*GIVEN TASK*
Reproduce every line starting at the one that contains "short hair in" and ending at the one that contains "shoe in the", both included, with the requests kept. Add 86 to each number in the bounding-box coordinates given as answers.

--- Start of DATA SHOWN ---

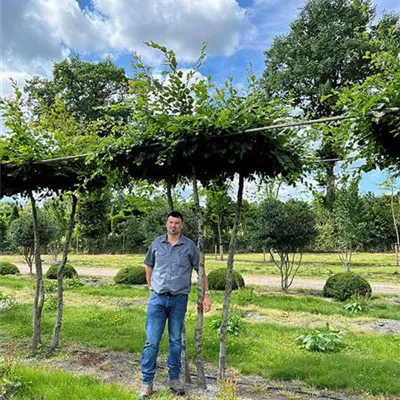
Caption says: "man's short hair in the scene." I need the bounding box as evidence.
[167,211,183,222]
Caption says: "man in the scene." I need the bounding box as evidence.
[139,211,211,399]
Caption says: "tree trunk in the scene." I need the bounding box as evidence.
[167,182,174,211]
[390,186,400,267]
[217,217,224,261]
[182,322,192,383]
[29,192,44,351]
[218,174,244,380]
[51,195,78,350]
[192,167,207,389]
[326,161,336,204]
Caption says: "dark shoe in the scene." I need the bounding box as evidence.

--- End of DATA SHOWN ---
--- Start of DATA SHOWN ---

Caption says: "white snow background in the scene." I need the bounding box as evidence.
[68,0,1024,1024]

--- End of DATA SHOWN ---

*RESPONSE BELOW*
Caption says: "man's short hair in the scene." I need the bounding box as evidence.
[253,297,269,308]
Caption says: "man in the scene." I need the bounding box as evidence.
[225,297,297,485]
Caption says: "tree trunk in the scene." I need the bounding box as evidence.
[253,268,260,297]
[476,272,486,353]
[303,303,310,347]
[268,408,278,469]
[115,278,130,437]
[304,260,330,466]
[137,281,164,436]
[278,253,293,475]
[412,247,422,290]
Caption says: "dark shoe in the scene." I need the bounding box as evidence.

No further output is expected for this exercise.